**Text excerpt**
************

The casting of Jacob Tremblay, Keith L. Williams and Brady Noon goes a long way towards making Good Boys work. These are believable friends, each with well established personalities and home lives. Stupnitsky and Eisenberg aren’t afraid of showing the absurd thoughts that run through their heads, counter to their parents’ views of them as perfect angels. A lot of the humour mainly comes through them trying to figure out the strange sexual activities of adults and teenagers. Their confusion at pornography and odd sex toys all succeed at being funny, because of their innocence mixed with their profanity-laced mouths. The filmmakers also get a lot of mileage from the relatable annoyance of trying to open child-proof caps.

Good Boys does build a solid plot around these youngsters and is smart enough to give it a lean runtime. Tremblay’s need to replace his father’s drone provides a ticking time clock and two college girls in pursuit of drugs make for worthy adversaries. The filmmakers thus allow this to be a springboard for many inspired gags, as does the quest to participate in a kissing party. The casting of the older characters also works well. Sam Richardson gets a great one-scene role as a policeman who comes across the boys, as does Stephen Merchant as a man who attempts to make a business transaction.

The movie does allow the characters to grow, leading to it becoming a more traditional coming-of-age story. It nicely touches on how children fear that their entire lives will be affected by things they do in their younger years, not realising these will just be minor blips. Watching the film several years removed from being the boys’ age also makes one see how much times have changed with the rampant growth in technology. On a directing level, Stupnitsky doesn’t bring too much to the table as he chooses to film the story in a very standard way. There is one stand-out chase scene, though, made even more hilarious by Midori Francis’s stoic impression as one of the aforementioned college girls.

************

**Stored rows**
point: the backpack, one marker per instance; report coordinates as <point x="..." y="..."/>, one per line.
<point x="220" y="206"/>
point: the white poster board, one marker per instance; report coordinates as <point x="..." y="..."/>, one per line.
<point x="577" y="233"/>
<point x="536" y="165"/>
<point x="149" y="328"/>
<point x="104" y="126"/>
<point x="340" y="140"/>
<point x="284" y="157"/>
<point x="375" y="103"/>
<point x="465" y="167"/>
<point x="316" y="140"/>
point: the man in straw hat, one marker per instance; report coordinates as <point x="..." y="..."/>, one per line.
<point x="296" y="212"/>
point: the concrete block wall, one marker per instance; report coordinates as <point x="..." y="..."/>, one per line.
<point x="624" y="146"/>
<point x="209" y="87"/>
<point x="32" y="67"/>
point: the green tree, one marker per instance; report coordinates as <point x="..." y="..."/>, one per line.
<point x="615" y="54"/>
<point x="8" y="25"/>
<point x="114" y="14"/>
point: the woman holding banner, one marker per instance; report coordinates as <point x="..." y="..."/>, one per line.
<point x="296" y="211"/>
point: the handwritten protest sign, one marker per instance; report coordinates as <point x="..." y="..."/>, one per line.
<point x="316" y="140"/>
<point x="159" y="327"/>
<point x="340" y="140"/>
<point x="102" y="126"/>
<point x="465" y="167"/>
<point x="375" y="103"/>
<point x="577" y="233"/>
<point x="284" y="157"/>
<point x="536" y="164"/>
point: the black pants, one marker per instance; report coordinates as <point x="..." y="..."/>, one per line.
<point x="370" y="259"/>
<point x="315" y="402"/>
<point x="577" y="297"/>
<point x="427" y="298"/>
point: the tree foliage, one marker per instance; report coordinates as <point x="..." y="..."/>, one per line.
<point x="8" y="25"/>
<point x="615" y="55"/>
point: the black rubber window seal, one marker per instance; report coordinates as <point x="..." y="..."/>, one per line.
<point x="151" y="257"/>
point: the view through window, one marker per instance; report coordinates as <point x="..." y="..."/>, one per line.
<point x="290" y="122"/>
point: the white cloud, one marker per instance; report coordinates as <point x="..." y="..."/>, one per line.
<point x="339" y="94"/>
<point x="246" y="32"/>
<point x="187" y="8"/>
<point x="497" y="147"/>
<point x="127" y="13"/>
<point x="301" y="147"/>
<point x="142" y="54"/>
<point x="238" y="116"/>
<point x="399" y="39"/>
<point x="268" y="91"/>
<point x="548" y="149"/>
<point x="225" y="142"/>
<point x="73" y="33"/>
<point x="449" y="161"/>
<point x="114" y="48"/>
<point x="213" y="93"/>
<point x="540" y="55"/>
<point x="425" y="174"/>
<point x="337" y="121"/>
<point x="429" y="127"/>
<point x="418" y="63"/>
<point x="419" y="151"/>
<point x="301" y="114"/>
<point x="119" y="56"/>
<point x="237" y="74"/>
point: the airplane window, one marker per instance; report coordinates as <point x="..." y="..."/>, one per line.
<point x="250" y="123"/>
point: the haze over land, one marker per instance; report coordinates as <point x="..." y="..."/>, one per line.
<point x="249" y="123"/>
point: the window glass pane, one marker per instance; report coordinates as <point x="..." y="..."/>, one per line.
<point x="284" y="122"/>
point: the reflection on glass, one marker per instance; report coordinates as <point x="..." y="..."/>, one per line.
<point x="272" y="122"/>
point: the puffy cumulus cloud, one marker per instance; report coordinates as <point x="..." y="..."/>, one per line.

************

**Challenge A**
For each statement below, say whether it agrees with the Good Boys review, answering yes or no and quoting the words of the review that decide it. (i) Sam Richardson plays a policeman. (ii) Stupnitsky films the story in an inventive, unusual way. (iii) The plot is driven by the need to replace a father's car.
**Challenge B**
Quote the part of the Good Boys review that opens with the words containing "Good Boys does" and closes with "a business transaction.".

**Task output A**
(i) Yes: "Sam Richardson gets a great one-scene role as a policeman who comes across the boys"
(ii) No: "he chooses to film the story in a very standard way"
(iii) No: "Tremblay’s need to replace his father’s drone provides a ticking time clock"

**Task output B**
Good Boys does build a solid plot around these youngsters and is smart enough to give it a lean runtime. Tremblay’s need to replace his father’s drone provides a ticking time clock and two college girls in pursuit of drugs make for worthy adversaries. The filmmakers thus allow this to be a springboard for many inspired gags, as does the quest to participate in a kissing party. The casting of the older characters also works well. Sam Richardson gets a great one-scene role as a policeman who comes across the boys, as does Stephen Merchant as a man who attempts to make a business transaction.